■ **WHAT IS EXPECTED**
Can you copy, word for word, the lines of the listing below, starting at the line that contains "rocky hill and" and ending at the final line of the listing, with both of those lines included?

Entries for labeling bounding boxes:

+ + + + +

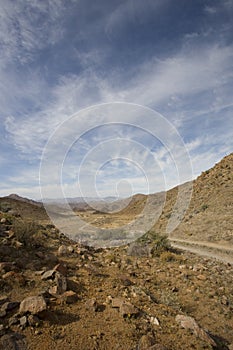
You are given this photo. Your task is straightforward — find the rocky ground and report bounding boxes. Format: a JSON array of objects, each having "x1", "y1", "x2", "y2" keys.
[{"x1": 0, "y1": 213, "x2": 233, "y2": 350}]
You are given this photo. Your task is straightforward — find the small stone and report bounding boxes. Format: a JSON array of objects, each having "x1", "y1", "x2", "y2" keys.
[
  {"x1": 112, "y1": 298, "x2": 125, "y2": 308},
  {"x1": 1, "y1": 301, "x2": 19, "y2": 312},
  {"x1": 19, "y1": 296, "x2": 47, "y2": 315},
  {"x1": 0, "y1": 324, "x2": 5, "y2": 337},
  {"x1": 53, "y1": 264, "x2": 67, "y2": 276},
  {"x1": 0, "y1": 333, "x2": 27, "y2": 350},
  {"x1": 67, "y1": 245, "x2": 74, "y2": 253},
  {"x1": 138, "y1": 334, "x2": 156, "y2": 350},
  {"x1": 150, "y1": 316, "x2": 159, "y2": 326},
  {"x1": 19, "y1": 316, "x2": 27, "y2": 328},
  {"x1": 127, "y1": 242, "x2": 151, "y2": 257},
  {"x1": 28, "y1": 315, "x2": 40, "y2": 327},
  {"x1": 221, "y1": 295, "x2": 229, "y2": 305},
  {"x1": 197, "y1": 275, "x2": 206, "y2": 281},
  {"x1": 55, "y1": 272, "x2": 67, "y2": 294},
  {"x1": 41, "y1": 270, "x2": 56, "y2": 280},
  {"x1": 120, "y1": 301, "x2": 139, "y2": 317},
  {"x1": 0, "y1": 310, "x2": 6, "y2": 318},
  {"x1": 8, "y1": 314, "x2": 19, "y2": 326},
  {"x1": 176, "y1": 315, "x2": 216, "y2": 347},
  {"x1": 0, "y1": 261, "x2": 15, "y2": 272},
  {"x1": 0, "y1": 295, "x2": 9, "y2": 305},
  {"x1": 57, "y1": 245, "x2": 68, "y2": 256},
  {"x1": 85, "y1": 298, "x2": 98, "y2": 312},
  {"x1": 62, "y1": 290, "x2": 78, "y2": 304}
]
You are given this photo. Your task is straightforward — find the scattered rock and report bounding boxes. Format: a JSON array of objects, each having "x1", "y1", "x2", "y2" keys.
[
  {"x1": 55, "y1": 272, "x2": 67, "y2": 294},
  {"x1": 150, "y1": 316, "x2": 159, "y2": 326},
  {"x1": 176, "y1": 315, "x2": 216, "y2": 346},
  {"x1": 0, "y1": 261, "x2": 15, "y2": 273},
  {"x1": 197, "y1": 275, "x2": 206, "y2": 281},
  {"x1": 41, "y1": 270, "x2": 56, "y2": 280},
  {"x1": 19, "y1": 296, "x2": 47, "y2": 315},
  {"x1": 85, "y1": 298, "x2": 98, "y2": 312},
  {"x1": 53, "y1": 263, "x2": 67, "y2": 276},
  {"x1": 1, "y1": 301, "x2": 19, "y2": 312},
  {"x1": 19, "y1": 316, "x2": 28, "y2": 328},
  {"x1": 137, "y1": 334, "x2": 156, "y2": 350},
  {"x1": 0, "y1": 333, "x2": 27, "y2": 350},
  {"x1": 0, "y1": 324, "x2": 5, "y2": 337},
  {"x1": 28, "y1": 315, "x2": 40, "y2": 327},
  {"x1": 120, "y1": 301, "x2": 139, "y2": 317},
  {"x1": 119, "y1": 275, "x2": 134, "y2": 287},
  {"x1": 57, "y1": 245, "x2": 69, "y2": 256},
  {"x1": 8, "y1": 314, "x2": 19, "y2": 326},
  {"x1": 127, "y1": 242, "x2": 151, "y2": 257},
  {"x1": 0, "y1": 295, "x2": 9, "y2": 305},
  {"x1": 112, "y1": 298, "x2": 125, "y2": 308},
  {"x1": 61, "y1": 290, "x2": 78, "y2": 304}
]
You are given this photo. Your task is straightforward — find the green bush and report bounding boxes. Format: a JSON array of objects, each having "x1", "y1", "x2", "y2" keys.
[
  {"x1": 149, "y1": 232, "x2": 171, "y2": 256},
  {"x1": 12, "y1": 218, "x2": 39, "y2": 247}
]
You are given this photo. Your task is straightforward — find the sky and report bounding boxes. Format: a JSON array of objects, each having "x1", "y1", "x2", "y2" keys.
[{"x1": 0, "y1": 0, "x2": 233, "y2": 199}]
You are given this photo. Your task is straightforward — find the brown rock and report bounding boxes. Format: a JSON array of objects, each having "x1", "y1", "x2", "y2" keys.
[
  {"x1": 55, "y1": 272, "x2": 67, "y2": 294},
  {"x1": 57, "y1": 245, "x2": 69, "y2": 256},
  {"x1": 176, "y1": 315, "x2": 216, "y2": 346},
  {"x1": 0, "y1": 261, "x2": 15, "y2": 272},
  {"x1": 0, "y1": 295, "x2": 9, "y2": 305},
  {"x1": 85, "y1": 298, "x2": 98, "y2": 312},
  {"x1": 19, "y1": 296, "x2": 47, "y2": 315},
  {"x1": 138, "y1": 334, "x2": 156, "y2": 350},
  {"x1": 1, "y1": 301, "x2": 19, "y2": 312},
  {"x1": 41, "y1": 270, "x2": 56, "y2": 280},
  {"x1": 54, "y1": 263, "x2": 67, "y2": 276},
  {"x1": 61, "y1": 290, "x2": 78, "y2": 304},
  {"x1": 197, "y1": 275, "x2": 206, "y2": 281},
  {"x1": 28, "y1": 315, "x2": 40, "y2": 327},
  {"x1": 0, "y1": 324, "x2": 5, "y2": 337},
  {"x1": 19, "y1": 316, "x2": 28, "y2": 328},
  {"x1": 120, "y1": 302, "x2": 139, "y2": 317},
  {"x1": 0, "y1": 333, "x2": 27, "y2": 350},
  {"x1": 112, "y1": 298, "x2": 125, "y2": 307}
]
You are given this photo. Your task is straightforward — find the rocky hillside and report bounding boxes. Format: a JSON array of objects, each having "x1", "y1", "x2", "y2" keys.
[
  {"x1": 0, "y1": 209, "x2": 233, "y2": 350},
  {"x1": 147, "y1": 153, "x2": 233, "y2": 245}
]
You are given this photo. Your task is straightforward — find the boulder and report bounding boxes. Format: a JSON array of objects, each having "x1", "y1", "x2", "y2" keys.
[
  {"x1": 120, "y1": 301, "x2": 139, "y2": 317},
  {"x1": 61, "y1": 290, "x2": 78, "y2": 304}
]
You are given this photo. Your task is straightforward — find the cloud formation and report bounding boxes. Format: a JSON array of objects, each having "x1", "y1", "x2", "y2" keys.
[{"x1": 0, "y1": 0, "x2": 233, "y2": 197}]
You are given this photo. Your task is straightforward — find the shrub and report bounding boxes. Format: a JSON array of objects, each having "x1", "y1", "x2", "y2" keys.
[
  {"x1": 151, "y1": 232, "x2": 171, "y2": 256},
  {"x1": 12, "y1": 218, "x2": 39, "y2": 247},
  {"x1": 160, "y1": 251, "x2": 183, "y2": 262}
]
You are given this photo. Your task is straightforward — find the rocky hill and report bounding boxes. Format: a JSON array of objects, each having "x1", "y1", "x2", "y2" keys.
[
  {"x1": 0, "y1": 154, "x2": 233, "y2": 350},
  {"x1": 147, "y1": 153, "x2": 233, "y2": 245},
  {"x1": 0, "y1": 211, "x2": 233, "y2": 350}
]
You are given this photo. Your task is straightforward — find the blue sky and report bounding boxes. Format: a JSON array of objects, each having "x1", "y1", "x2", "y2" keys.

+ + + + +

■ **RESPONSE BELOW**
You are given this photo. Your task is straightforward — find the rocky hill and report bounding boxes. Format: a JSON array of objects, each having "x1", "y1", "x2", "y2" keys.
[
  {"x1": 0, "y1": 154, "x2": 233, "y2": 350},
  {"x1": 147, "y1": 153, "x2": 233, "y2": 245},
  {"x1": 0, "y1": 211, "x2": 233, "y2": 350}
]
You are given this photo. Your task is straightforward — find the blue sky and report bounding boxes. Format: a JSON array of objects, each having "x1", "y1", "x2", "y2" keys.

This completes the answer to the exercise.